(DOCUMENT PASSAGE)

Hikaru Gosunkugi (五寸釘 光, Gosunkugi Hikaru) is an unpopular student in Akane and Ranma's class. He is desperately in love with Akane, and tries to get rid of Ranma by using extraordinary items, or his non-existent voodoo abilities. Gosunkugi uses the trappings of the ushi no toki mairi ritual—the candle crown, straw doll, hammer and nail—and in fact he is named after the (五寸釘, gosun kugi). Due to the large strength gap between them, Ranma is largely oblivious of Gosunkugi's enmity towards him. Hikaru has a much larger part in the manga than in the anime, where he does not appear until the sixth season. The character of Sasuke Sarugakure, the Kuno family ninja, was invented to take most of the parts that Hikaru originally performed.

===Tofu Ono===
- Portrayed by
  Shosuke Tanihara

Dr. Tofu Ono (小乃 東風, Ono Tōfū) is a chiropractor who runs a moxibustion and acupuncture clinic in Nerima. His office is located near the Tendo dojo. He has known their family for a long time. In addition to his medical skills, he is very knowledgeable about martial arts techniques. He uses his knowledge of pressure points and other medicine to help Ranma and the others. He is hopelessly in love with Kasumi. Whenever he sees her, his glasses fog up and he becomes nervous, losing the ability to focus on what he is doing, which can prove dangerous for any patient he may be treating at the moment. Kasumi is completely oblivious to the effect she has on him, dismissing any of his unusual actions, presumably because she has never seen him act differently. In a similar manner, Dr. Tofu was unaware of the crush Akane had on him at the series' beginning; he was the reason she grew her hair long. She gave up on him after her hair was cut short in a freak accident. For a time, he employed both Genma and Shampoo as assistants. He all but disappeared from the cast after the moxibustion manga arc.

===Konatsu===
Konatsu (小夏) is a male ninja raised as a female kunoichi, and in this respect is described as a genius that is born only once every one hundred years. He was raised by his cruel stepmother and stepsisters, who treated him like a slave after the death of his father. Like Ukyo's other suitor Tsubasa Kurenai, his face and body appear feminine when fully clothed. He generally wears female battle attire and casual clothing, speaks and acts like humble and subservient Japanese woman, and is generally quite shy. He has feelings for Ukyo Kuonji, though they go unanswered.

(End DOCUMENT PASSAGE)

- **REQUIREMENT A**:
Answer these questions about the Ranma character passage:
(i) Which trappings of the ushi no toki mairi ritual does Gosunkugi use?
(ii) Where is Dr. Tofu's office located?
(iii) Who raised Konatsu?
- **REQUIREMENT B**:
Duplicate the Ranma character passage word for word, from "Hikaru Gosunkugi (五寸釘" up to and including "Hikaru originally performed.".
- **REQUIREMENT C**:
Go on with the Ranma character passage from the point where it stops.

(DATA FOR ANALYSIS)

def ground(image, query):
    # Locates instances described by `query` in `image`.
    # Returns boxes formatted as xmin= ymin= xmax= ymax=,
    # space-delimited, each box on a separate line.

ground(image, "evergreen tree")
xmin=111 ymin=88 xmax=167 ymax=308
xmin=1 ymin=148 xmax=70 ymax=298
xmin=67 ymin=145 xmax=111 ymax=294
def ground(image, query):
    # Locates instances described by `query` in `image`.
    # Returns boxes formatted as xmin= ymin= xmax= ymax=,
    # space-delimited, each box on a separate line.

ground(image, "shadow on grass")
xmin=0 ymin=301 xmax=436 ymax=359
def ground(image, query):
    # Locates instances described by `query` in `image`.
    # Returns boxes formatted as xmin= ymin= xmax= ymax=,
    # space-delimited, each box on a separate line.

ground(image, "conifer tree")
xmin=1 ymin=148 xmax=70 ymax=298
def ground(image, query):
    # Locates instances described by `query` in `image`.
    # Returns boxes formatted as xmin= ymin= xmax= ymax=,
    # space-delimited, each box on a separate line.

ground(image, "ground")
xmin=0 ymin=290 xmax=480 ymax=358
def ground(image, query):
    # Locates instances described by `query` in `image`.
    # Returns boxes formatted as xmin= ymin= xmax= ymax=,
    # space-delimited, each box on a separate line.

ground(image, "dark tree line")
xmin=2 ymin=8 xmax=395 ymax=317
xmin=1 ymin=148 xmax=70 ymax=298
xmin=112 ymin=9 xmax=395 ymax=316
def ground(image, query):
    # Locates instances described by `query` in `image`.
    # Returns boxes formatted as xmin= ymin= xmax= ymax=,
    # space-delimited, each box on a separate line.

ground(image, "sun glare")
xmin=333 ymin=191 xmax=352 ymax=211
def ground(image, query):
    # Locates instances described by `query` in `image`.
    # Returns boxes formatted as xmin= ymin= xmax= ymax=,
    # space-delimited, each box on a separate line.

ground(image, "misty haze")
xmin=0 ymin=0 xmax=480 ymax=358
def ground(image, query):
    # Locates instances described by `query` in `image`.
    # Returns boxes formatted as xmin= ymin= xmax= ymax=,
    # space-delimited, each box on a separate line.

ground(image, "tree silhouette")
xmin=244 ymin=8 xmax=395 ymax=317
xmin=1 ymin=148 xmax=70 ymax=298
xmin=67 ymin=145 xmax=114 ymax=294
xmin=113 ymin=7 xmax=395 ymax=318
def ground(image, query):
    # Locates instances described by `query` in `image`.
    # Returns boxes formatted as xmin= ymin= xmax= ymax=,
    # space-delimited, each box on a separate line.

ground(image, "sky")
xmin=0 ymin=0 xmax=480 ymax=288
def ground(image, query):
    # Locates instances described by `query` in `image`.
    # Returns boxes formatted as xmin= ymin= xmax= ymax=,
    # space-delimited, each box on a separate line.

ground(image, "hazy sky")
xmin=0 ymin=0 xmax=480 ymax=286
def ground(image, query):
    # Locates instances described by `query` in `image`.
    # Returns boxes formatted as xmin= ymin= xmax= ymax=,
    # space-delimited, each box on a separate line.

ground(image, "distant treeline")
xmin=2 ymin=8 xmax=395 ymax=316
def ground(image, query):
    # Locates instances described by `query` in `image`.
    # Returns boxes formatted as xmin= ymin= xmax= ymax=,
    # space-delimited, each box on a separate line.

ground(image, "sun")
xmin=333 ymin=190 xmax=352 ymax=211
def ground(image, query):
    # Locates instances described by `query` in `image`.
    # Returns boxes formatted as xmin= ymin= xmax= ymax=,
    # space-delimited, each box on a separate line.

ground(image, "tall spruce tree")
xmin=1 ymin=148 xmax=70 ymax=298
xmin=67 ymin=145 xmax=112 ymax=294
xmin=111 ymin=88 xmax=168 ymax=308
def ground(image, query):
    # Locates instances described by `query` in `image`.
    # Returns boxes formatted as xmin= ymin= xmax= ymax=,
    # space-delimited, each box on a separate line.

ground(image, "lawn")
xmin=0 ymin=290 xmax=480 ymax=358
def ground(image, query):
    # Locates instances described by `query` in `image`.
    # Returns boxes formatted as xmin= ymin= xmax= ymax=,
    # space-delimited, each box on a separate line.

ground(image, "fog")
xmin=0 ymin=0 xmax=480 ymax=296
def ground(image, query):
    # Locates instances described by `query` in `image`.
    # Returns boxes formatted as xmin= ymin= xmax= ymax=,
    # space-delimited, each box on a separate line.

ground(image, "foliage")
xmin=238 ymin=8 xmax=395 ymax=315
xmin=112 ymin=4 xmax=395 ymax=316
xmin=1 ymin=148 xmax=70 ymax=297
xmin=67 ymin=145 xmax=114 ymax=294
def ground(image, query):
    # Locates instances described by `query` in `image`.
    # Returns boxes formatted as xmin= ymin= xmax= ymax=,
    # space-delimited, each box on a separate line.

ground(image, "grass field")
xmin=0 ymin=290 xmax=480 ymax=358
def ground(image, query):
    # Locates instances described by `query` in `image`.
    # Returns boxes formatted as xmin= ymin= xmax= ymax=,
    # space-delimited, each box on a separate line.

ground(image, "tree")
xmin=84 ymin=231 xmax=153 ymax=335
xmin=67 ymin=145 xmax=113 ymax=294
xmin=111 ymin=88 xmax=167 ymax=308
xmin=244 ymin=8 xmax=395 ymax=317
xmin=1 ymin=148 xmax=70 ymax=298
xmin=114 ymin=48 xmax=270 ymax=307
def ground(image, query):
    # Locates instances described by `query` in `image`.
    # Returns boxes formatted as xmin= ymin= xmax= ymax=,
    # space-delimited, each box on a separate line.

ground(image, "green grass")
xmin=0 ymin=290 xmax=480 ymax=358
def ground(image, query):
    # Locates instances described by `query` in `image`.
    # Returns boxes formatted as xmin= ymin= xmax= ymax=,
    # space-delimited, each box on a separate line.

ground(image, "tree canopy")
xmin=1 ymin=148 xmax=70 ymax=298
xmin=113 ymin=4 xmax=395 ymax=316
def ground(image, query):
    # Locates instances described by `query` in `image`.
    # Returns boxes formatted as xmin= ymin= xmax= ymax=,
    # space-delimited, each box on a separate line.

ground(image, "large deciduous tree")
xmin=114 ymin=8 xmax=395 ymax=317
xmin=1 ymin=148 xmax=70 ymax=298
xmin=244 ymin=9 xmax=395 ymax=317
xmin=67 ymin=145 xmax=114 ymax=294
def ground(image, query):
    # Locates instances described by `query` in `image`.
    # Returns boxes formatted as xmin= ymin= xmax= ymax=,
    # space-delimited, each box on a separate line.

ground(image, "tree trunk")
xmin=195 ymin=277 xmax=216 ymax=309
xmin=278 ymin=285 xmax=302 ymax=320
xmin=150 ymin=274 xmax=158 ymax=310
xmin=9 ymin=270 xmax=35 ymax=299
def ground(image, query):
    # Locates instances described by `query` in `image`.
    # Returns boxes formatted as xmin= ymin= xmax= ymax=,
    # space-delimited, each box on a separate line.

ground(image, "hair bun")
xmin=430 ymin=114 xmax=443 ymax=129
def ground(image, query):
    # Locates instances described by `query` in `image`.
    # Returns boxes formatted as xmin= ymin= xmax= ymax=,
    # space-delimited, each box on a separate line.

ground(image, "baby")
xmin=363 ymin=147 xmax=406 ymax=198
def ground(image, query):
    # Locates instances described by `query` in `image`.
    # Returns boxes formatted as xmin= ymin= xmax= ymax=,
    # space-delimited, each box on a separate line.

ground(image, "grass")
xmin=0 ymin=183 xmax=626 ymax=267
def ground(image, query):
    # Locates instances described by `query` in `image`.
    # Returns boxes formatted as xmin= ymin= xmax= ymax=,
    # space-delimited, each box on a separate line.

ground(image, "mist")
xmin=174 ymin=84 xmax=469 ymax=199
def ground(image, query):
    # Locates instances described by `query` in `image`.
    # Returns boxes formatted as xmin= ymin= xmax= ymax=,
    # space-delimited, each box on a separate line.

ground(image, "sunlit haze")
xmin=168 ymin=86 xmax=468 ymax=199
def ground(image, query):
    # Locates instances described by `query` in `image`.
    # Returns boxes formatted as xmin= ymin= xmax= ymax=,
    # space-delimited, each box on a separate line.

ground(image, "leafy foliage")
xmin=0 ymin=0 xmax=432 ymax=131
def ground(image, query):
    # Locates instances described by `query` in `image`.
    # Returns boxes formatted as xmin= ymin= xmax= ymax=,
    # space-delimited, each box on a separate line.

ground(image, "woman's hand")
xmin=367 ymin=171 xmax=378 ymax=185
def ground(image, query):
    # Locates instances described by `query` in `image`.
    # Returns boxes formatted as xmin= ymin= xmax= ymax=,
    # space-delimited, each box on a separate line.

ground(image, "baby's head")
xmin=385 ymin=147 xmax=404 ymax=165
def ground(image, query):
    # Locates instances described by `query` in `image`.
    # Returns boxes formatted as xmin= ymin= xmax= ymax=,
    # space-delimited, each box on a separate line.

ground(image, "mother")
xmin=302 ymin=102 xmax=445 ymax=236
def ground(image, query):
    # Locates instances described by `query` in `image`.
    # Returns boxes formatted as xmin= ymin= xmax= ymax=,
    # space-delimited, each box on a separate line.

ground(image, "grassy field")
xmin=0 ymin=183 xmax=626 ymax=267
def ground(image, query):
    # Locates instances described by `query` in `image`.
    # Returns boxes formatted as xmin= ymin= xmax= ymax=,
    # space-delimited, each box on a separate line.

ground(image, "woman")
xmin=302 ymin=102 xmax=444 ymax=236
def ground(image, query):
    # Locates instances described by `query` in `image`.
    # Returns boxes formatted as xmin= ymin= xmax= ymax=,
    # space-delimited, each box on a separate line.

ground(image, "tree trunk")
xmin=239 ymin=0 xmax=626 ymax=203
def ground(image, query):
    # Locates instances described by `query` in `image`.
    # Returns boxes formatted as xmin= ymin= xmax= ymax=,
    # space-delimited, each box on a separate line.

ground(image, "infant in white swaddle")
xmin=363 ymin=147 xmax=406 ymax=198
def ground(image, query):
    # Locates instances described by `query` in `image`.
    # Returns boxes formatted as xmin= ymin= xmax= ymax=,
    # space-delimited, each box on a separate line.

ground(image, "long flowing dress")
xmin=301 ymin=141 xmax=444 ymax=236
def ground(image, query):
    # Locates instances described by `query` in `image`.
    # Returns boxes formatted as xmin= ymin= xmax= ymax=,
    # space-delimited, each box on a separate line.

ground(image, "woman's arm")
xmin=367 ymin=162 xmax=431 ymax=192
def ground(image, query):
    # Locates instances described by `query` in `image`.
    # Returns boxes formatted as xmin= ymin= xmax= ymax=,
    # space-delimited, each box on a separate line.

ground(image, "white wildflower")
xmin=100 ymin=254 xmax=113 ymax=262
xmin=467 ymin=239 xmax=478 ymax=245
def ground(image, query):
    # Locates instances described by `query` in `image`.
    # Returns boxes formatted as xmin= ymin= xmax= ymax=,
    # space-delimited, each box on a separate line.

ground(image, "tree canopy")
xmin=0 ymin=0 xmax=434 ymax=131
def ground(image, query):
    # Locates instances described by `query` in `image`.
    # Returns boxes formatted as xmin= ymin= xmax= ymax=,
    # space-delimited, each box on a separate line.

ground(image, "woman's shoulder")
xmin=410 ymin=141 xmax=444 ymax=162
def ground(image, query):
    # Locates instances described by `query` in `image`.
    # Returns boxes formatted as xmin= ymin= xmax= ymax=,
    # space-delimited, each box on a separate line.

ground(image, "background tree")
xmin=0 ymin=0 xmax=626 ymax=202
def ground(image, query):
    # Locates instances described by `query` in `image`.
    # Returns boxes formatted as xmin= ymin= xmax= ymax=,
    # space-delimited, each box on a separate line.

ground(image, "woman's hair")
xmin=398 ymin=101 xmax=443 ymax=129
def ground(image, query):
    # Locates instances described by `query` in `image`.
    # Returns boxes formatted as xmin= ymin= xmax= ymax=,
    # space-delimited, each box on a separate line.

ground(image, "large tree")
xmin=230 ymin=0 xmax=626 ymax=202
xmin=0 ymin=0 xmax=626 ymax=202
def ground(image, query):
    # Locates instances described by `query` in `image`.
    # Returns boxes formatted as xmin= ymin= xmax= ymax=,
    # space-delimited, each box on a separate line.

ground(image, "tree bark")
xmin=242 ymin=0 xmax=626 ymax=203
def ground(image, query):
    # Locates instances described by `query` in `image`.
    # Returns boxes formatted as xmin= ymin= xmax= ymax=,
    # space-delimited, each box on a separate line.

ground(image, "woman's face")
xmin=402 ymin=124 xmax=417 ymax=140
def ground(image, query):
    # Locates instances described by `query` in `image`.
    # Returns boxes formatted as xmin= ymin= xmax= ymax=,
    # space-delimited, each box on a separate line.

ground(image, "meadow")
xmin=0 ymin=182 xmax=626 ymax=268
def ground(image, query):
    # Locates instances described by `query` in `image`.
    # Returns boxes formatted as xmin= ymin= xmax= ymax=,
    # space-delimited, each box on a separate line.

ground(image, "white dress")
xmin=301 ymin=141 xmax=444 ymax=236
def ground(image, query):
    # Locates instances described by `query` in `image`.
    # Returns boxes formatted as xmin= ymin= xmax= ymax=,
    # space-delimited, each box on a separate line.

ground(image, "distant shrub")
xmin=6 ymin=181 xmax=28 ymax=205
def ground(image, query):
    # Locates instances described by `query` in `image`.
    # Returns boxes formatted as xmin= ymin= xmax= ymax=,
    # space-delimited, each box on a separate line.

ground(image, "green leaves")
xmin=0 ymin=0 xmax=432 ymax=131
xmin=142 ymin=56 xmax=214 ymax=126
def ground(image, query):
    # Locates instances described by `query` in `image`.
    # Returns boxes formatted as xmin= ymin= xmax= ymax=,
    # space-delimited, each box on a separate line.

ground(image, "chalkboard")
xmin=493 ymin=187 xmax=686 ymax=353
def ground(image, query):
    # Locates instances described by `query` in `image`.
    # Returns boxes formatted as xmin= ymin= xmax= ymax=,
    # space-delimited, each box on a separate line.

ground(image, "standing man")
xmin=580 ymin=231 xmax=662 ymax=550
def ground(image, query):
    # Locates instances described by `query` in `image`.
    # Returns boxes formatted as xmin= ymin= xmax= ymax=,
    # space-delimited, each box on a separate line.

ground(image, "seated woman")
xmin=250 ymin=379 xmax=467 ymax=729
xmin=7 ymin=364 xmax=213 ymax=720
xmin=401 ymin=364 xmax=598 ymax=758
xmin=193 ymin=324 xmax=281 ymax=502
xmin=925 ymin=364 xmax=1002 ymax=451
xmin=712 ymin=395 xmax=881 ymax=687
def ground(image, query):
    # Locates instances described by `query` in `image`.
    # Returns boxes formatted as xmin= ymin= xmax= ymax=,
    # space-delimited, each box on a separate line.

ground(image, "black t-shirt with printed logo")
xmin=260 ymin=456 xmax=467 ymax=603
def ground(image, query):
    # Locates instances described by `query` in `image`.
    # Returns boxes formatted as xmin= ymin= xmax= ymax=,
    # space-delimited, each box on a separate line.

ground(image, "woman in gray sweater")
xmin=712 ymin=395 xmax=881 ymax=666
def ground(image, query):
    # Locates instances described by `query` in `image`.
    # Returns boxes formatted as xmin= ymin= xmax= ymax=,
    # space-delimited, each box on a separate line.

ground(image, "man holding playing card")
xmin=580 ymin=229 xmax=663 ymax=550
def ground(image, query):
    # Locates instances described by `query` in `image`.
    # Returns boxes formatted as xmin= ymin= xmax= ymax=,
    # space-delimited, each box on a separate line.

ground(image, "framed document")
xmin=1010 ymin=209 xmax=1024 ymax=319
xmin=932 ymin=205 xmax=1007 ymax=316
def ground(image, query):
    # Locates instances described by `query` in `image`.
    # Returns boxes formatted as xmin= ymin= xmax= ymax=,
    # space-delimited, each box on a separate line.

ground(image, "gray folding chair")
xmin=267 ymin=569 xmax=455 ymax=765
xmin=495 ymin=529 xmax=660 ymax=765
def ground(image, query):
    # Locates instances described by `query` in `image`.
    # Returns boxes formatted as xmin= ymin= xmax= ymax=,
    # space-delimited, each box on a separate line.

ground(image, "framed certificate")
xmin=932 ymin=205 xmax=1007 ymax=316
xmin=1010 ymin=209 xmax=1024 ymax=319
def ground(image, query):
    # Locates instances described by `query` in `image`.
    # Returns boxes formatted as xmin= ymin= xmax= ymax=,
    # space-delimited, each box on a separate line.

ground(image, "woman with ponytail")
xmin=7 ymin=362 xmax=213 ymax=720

(End DATA FOR ANALYSIS)

- **TASK ANSWER A**:
(i) The candle crown, straw doll, hammer and nail.
(ii) Near the Tendo dojo.
(iii) His cruel stepmother and stepsisters.

- **TASK ANSWER B**:
Hikaru Gosunkugi (五寸釘 光, Gosunkugi Hikaru) is an unpopular student in Akane and Ranma's class. He is desperately in love with Akane, and tries to get rid of Ranma by using extraordinary items, or his non-existent voodoo abilities. Gosunkugi uses the trappings of the ushi no toki mairi ritual—the candle crown, straw doll, hammer and nail—and in fact he is named after the (五寸釘, gosun kugi). Due to the large strength gap between them, Ranma is largely oblivious of Gosunkugi's enmity towards him. Hikaru has a much larger part in the manga than in the anime, where he does not appear until the sixth season. The character of Sasuke Sarugakure, the Kuno family ninja, was invented to take most of the parts that Hikaru originally performed.

- **TASK ANSWER C**:
He is happy to dress in male clothing to help attract customers to her restaurant, though the outfits are generally overly decorated.

He uses trickery and traps in battle, and often utilizes shuriken, smoke bombs, in his hands lethal (cheap) paper swords, a whirlwind of paper bills, and the "Duplicating Body Technique", which allows him to create up to four doubles, though he has not used it in battle. When Konatsu is fighting full force he is more than Ranma can handle while holding back in the no-damage manner used to incapacitate most female fighters, but he does not appear to be as formidable as Ranma, Ryoga, Ryu, or Mousse when they are trying hard.

===Akari Unryu===
Akari Unryu (雲竜 あかり, Unryū Akari) comes from a long line of trainers who raise and train pigs for sumo-type fighting. Akari loves pigs, and their potential strength as warriors. Her favorite, Katsunishiki, is one of the best in the country and her grandfather states that only someone who can defeat it in battle is worthy to marry Akari. Ryoga defeats it, which causes Akari to fall in love with him, and she falls for him even more after finding out that his curse transforms him into a small pig. Due to a misunderstanding, she once attempts to learn to hate pigs to appease him, but she is unable to do so. She understands his poor sense of direction and provides him with a map to his destination before their dates.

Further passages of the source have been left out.